§ **DATA IN THIS EXERCISE**:
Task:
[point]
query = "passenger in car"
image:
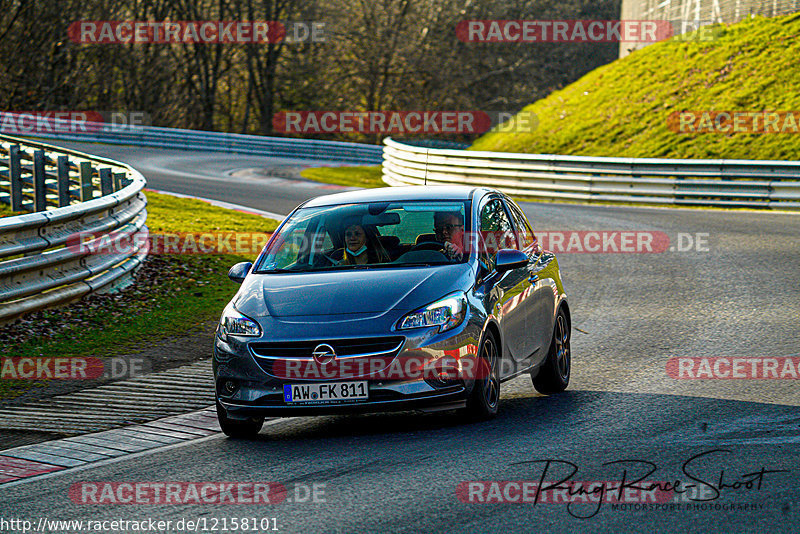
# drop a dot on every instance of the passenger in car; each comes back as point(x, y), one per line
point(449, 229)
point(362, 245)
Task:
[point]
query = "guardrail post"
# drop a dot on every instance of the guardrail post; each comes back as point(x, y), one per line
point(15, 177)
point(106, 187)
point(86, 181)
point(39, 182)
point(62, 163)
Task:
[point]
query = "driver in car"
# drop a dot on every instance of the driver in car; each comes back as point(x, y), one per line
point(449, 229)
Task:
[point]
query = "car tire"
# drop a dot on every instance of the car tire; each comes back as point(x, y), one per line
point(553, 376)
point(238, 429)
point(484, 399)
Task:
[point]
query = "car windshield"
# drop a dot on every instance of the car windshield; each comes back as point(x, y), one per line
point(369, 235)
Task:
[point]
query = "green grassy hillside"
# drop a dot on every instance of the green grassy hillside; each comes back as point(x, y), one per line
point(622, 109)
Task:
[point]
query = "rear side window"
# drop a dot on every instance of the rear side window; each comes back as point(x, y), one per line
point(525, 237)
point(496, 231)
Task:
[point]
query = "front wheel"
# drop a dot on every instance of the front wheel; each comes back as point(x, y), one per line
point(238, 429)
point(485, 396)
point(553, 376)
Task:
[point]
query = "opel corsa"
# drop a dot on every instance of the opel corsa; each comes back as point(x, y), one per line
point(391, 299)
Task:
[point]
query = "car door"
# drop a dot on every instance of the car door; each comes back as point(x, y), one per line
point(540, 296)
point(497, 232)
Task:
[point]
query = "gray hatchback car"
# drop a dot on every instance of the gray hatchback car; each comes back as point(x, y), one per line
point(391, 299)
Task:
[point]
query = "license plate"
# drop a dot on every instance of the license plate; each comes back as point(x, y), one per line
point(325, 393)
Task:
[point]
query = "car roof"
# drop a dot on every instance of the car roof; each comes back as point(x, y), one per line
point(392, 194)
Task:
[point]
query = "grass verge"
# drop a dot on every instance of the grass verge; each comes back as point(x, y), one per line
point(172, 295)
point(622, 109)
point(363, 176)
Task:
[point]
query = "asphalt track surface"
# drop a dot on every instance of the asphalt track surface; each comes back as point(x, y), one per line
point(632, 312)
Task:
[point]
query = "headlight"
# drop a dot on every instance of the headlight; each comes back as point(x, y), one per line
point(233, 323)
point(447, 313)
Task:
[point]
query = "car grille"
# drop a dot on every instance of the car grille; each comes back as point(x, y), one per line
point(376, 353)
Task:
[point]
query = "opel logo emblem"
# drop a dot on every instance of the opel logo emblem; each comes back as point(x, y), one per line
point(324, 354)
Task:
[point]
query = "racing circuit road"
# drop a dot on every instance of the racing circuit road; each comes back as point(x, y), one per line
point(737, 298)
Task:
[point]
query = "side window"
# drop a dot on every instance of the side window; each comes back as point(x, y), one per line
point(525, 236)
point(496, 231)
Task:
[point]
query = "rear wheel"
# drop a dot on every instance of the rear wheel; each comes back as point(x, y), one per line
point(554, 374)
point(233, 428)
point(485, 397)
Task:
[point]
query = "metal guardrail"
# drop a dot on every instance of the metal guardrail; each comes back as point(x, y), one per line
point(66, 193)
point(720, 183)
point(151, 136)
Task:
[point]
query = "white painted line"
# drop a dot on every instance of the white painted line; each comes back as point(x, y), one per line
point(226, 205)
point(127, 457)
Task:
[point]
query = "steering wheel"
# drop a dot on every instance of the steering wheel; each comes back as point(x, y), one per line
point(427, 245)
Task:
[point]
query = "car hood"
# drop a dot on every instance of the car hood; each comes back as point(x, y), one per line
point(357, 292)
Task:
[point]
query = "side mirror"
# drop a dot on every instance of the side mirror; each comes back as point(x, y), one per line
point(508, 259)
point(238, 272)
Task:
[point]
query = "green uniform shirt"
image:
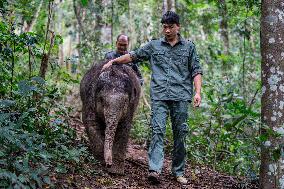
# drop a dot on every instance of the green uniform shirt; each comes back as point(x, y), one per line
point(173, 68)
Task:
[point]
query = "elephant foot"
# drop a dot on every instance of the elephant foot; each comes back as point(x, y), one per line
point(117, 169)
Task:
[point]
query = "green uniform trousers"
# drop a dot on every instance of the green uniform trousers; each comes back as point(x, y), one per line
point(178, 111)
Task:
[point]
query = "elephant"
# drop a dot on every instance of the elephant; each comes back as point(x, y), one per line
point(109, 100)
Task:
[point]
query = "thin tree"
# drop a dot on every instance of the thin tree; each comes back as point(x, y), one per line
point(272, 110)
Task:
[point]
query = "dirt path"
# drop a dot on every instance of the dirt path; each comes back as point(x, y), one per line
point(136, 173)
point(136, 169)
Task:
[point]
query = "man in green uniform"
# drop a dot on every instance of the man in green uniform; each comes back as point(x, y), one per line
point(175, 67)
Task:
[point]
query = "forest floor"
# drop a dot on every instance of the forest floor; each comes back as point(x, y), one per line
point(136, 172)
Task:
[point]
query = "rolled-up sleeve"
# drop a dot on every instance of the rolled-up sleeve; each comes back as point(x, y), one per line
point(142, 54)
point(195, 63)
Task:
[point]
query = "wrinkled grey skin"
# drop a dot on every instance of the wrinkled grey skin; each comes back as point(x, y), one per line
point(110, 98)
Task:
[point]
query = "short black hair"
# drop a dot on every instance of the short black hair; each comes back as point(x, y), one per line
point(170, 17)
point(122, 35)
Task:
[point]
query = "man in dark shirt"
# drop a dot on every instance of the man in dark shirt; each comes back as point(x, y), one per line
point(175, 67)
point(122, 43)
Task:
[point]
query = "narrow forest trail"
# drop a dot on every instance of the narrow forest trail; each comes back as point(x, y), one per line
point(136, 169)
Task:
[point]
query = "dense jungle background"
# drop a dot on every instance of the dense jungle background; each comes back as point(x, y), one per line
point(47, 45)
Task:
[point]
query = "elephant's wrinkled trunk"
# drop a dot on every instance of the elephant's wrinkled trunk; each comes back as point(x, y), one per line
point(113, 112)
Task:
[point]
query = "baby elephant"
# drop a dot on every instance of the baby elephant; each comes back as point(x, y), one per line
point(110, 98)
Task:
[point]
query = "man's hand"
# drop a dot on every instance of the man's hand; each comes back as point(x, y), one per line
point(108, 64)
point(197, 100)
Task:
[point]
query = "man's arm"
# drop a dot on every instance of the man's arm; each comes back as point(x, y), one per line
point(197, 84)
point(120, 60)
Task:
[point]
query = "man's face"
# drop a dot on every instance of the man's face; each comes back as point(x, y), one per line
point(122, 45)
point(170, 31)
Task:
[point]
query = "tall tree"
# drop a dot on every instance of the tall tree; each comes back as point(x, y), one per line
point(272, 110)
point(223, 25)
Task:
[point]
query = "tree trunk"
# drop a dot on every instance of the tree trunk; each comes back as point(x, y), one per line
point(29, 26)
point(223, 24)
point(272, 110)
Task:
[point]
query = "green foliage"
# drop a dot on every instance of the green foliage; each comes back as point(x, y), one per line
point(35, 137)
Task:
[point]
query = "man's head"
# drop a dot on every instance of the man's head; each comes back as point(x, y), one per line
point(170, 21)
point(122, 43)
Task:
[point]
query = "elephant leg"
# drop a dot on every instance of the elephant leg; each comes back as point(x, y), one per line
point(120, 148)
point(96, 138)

§ **TASK DETAILS**: Could you set down every entry again exactly as written, leaving out any pictures?

§ **RESPONSE FOR THIS EXERCISE**:
Task:
[point]
query = "passenger in car"
image:
# drop a dot on every instance of the passenger in car; each comes back as point(x, y), one per line
point(449, 229)
point(362, 245)
Task:
[point]
query = "guardrail post"
# drop a dot on every instance of the guardrail post; each comes back as point(x, y), one per line
point(15, 177)
point(106, 187)
point(86, 181)
point(39, 182)
point(62, 163)
Task:
[point]
query = "driver in car"
# drop a dot on every instance of the driver in car; each comes back as point(x, y), one per line
point(449, 229)
Task:
[point]
query = "car tire"
# drop a dot on every instance of the car tire; each comes back as point(x, y), one per line
point(553, 376)
point(238, 429)
point(484, 399)
Task:
[point]
query = "car windshield"
# drop a dot on every instance of the car windshield; each comes back as point(x, y), one per line
point(369, 235)
Task:
[point]
query = "green grassy hillside"
# drop a dot on every instance of the green grassy hillside; each comes back as point(x, y), one per line
point(622, 109)
Task:
[point]
query = "rear side window"
# drop a dot on every instance of the rear side window; each comes back as point(x, y), one per line
point(525, 237)
point(496, 231)
Task:
[point]
query = "front wheel"
# drop a dot on every instance of the front wheel; each comes back as point(x, y), one per line
point(238, 429)
point(485, 396)
point(553, 376)
Task:
[point]
query = "opel corsa"
# drop a dot on every instance of the opel corsa; each comes back as point(x, y), one per line
point(391, 299)
Task:
[point]
query = "car door"
# drop a dot on every instance of the car door; each comes back as point(x, y), one per line
point(540, 296)
point(497, 232)
Task:
[point]
query = "gray hatchback car"
# drop a dot on every instance of the gray hatchback car; each comes back as point(x, y), one per line
point(391, 299)
Task:
[point]
query = "license plate"
# drop a dot on every instance of the license plate; each comes back as point(x, y), one per line
point(325, 393)
Task:
[point]
query = "car roof"
# drop a dot on every instance of the car roof; each comes back as point(x, y), one per line
point(392, 194)
Task:
[point]
query = "grass verge"
# drop a dot on every instance of the grass verge; each comes back as point(x, y), one per line
point(172, 295)
point(622, 109)
point(363, 176)
Task:
[point]
query = "asphalt track surface"
# drop a dot on every instance of the asphalt track surface; each comes back as point(x, y), one per line
point(632, 312)
Task:
[point]
query = "headlight"
# drop a dot on every instance of the headlight; each comes back as point(x, y), one per line
point(233, 323)
point(447, 313)
Task:
[point]
query = "car grille"
# drop a dot on every instance of the car grille; each comes back as point(x, y), one per line
point(376, 353)
Task:
[point]
query = "opel logo emblem"
# drop a dot on every instance of the opel logo emblem; each comes back as point(x, y), one per line
point(324, 354)
Task:
[point]
query = "racing circuit road"
# drop a dot on every instance of the racing circuit road; each comes back as point(x, y), one per line
point(737, 298)
Task:
[point]
query = "side window"
# drop a dot on every instance of the side window; each comes back as point(x, y), one per line
point(525, 236)
point(496, 231)
Task:
[point]
query = "rear wheel"
# drop a dot on every instance of the rear wheel; each comes back as point(x, y), one per line
point(554, 374)
point(233, 428)
point(485, 397)
Task:
[point]
query = "metal guardrail"
# drop a dot on every instance of the metal guardrail; each comes back as point(x, y), one per line
point(66, 193)
point(720, 183)
point(151, 136)
Task:
[point]
query = "white painted line"
# drop a dot on every instance of the white painted line; each comes back as point(x, y), one per line
point(226, 205)
point(127, 457)
Task:
[point]
query = "steering wheel"
# drop a dot on every instance of the steering wheel; each comes back as point(x, y), one per line
point(427, 245)
Task:
[point]
query = "car hood"
# drop a dot on every instance of the car hood; each comes back as point(x, y), one per line
point(357, 292)
Task:
[point]
query = "side mirror"
# drop a dot on every instance of the side mirror; each comes back as point(x, y), one per line
point(508, 259)
point(238, 272)
Task:
[point]
query = "green uniform shirt"
image:
# drop a dot on every instance of the green uniform shirt; each comes back as point(x, y), one per line
point(173, 68)
Task:
[point]
query = "elephant foot"
# drop a dot on every instance of the elephant foot; each comes back as point(x, y), one per line
point(117, 169)
Task:
[point]
query = "green uniform trousers"
# drop a dot on every instance of the green uniform trousers; each comes back as point(x, y), one per line
point(178, 111)
Task:
[point]
query = "elephant"
# drop a dot on every instance of the elephant; each comes back as point(x, y), one per line
point(109, 100)
Task:
[point]
query = "thin tree"
# drop a dot on every instance of the thin tree; each comes back as point(x, y), one per line
point(272, 110)
Task:
[point]
query = "dirt path"
# drop a dot on every instance of the dirt path; each comes back as point(x, y), one per line
point(136, 173)
point(136, 169)
Task:
[point]
query = "man in green uniform"
# drop a dot on every instance of the man in green uniform; each comes back as point(x, y), one per line
point(175, 67)
Task:
[point]
query = "forest floor"
# drop a dot on every instance of the forest floor; each comes back as point(x, y), one per line
point(136, 172)
Task:
[point]
query = "rolled-up sleeve"
# drop a dot on every instance of the rolled-up sleeve; each comes back as point(x, y), one per line
point(142, 54)
point(195, 63)
Task:
[point]
query = "wrinkled grey skin"
# drop a dot on every instance of the wrinkled grey skin; each comes back as point(x, y), one per line
point(110, 98)
Task:
[point]
query = "short black hair"
# drop a dot on every instance of the short black hair; each comes back as point(x, y), one per line
point(170, 17)
point(122, 35)
Task:
[point]
query = "man in dark shirt"
# drop a dot on every instance of the man in dark shirt; each comes back as point(x, y), one per line
point(175, 67)
point(122, 43)
Task:
[point]
query = "narrow forest trail"
# drop a dot on every instance of the narrow forest trail; each comes back as point(x, y), one per line
point(136, 169)
Task:
[point]
query = "dense jungle background"
# drop a dot on every instance of the dense jungle background; each comes back as point(x, y), one per line
point(47, 45)
Task:
[point]
query = "elephant's wrinkled trunk"
# drop a dot on every instance of the elephant's wrinkled trunk; each comes back as point(x, y), one per line
point(113, 112)
Task:
[point]
query = "baby elephant"
# drop a dot on every instance of the baby elephant; each comes back as point(x, y), one per line
point(110, 98)
Task:
[point]
query = "man's hand"
# drop a dot on every instance of the man's hand; each comes back as point(x, y), one per line
point(108, 64)
point(197, 100)
Task:
[point]
query = "man's arm"
# drop a dot on every instance of the man's arm; each comes back as point(x, y), one per line
point(197, 84)
point(120, 60)
Task:
[point]
query = "man's face"
# drop a dot on every instance of the man's face; each comes back as point(x, y), one per line
point(122, 45)
point(170, 31)
Task:
[point]
query = "tall tree"
# drop a dot on every instance of the tall tree; each comes back as point(x, y), one per line
point(272, 110)
point(223, 25)
Task:
[point]
query = "tree trunk"
# drop a dot on every instance of the tree trunk; each comes back as point(x, y), one per line
point(29, 26)
point(223, 24)
point(272, 110)
Task:
[point]
query = "green foliage"
# drop a dot on every instance of the green foliage; each comes back as point(x, y), one per line
point(35, 137)
Task:
[point]
query = "man's head"
# drop a dot on every instance of the man's head; each comes back as point(x, y), one per line
point(170, 21)
point(122, 43)
Task:
[point]
query = "elephant leg"
# drop a dot on every instance of the elephant leg; each comes back as point(x, y), one per line
point(120, 148)
point(96, 138)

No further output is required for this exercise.